Gather and copy each line of the listing below that contains the string "woman". Case matters when matching.

* [Supplied information]
+--
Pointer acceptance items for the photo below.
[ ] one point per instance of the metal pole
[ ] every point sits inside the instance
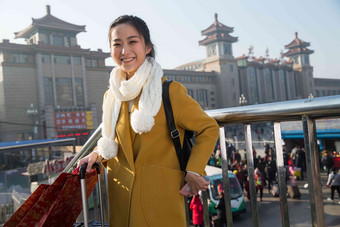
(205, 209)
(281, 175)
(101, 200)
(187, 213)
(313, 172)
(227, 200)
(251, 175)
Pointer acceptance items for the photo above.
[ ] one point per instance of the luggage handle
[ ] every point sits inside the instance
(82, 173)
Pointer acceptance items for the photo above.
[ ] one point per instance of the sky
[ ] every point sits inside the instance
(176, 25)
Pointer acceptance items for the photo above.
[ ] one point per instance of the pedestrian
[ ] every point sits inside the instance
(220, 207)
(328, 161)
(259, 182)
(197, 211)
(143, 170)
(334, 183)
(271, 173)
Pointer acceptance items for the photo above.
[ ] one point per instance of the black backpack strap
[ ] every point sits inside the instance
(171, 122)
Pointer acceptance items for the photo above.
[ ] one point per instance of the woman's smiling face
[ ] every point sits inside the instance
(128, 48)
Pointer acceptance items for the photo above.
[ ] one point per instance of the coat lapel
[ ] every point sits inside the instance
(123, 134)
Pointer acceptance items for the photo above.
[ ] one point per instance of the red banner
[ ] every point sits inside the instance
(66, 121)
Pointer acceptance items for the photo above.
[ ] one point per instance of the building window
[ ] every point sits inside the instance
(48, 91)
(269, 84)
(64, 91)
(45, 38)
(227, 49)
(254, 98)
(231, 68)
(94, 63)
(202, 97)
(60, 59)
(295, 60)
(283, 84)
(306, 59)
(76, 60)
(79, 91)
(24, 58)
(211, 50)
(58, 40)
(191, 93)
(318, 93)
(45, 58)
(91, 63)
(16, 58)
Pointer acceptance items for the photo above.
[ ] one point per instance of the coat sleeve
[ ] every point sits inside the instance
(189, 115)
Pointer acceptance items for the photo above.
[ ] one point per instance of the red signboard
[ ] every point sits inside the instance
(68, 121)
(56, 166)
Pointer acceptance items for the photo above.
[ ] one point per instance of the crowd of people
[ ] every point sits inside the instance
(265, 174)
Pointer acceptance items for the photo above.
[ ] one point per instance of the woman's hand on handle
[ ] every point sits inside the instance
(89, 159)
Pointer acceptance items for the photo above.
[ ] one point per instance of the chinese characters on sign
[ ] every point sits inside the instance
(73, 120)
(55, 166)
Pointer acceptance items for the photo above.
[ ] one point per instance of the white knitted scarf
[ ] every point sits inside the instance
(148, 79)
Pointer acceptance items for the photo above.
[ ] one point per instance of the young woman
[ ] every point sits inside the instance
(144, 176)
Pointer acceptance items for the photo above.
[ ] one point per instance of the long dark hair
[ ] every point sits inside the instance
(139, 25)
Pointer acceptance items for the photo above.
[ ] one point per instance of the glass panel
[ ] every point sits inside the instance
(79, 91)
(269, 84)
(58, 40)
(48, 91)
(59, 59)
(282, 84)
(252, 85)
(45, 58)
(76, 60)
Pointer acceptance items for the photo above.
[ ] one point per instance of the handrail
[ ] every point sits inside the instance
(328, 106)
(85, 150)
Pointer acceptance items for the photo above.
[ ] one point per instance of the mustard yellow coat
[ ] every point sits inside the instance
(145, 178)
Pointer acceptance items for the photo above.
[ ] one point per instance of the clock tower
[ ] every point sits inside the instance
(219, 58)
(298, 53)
+--
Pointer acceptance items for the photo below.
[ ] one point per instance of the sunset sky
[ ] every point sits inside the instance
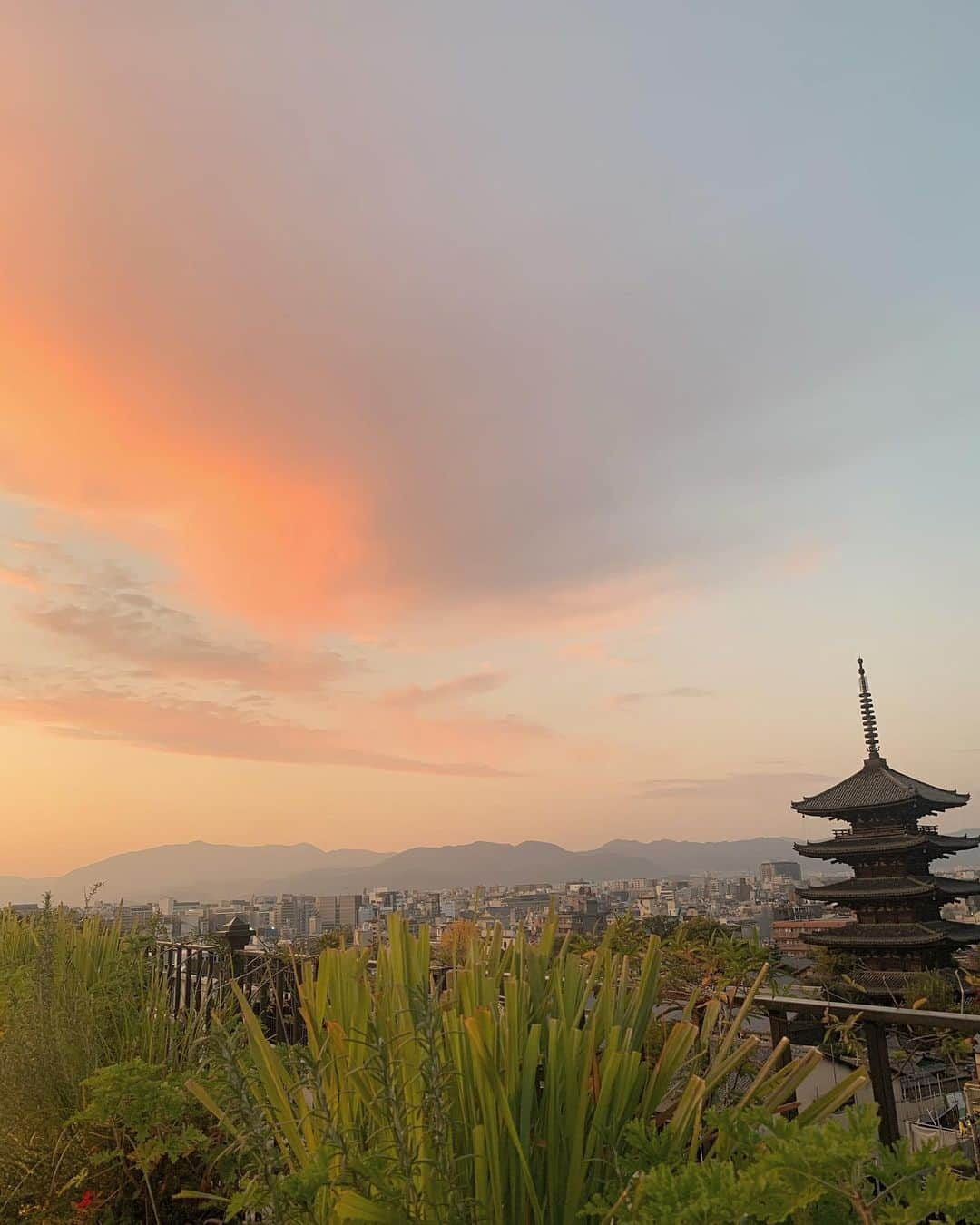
+--
* [Result]
[ ] one point per instance of the woman's smiling face
[ ] one point per instance of the woman's hand on handle
[ ] one point per instance of the young woman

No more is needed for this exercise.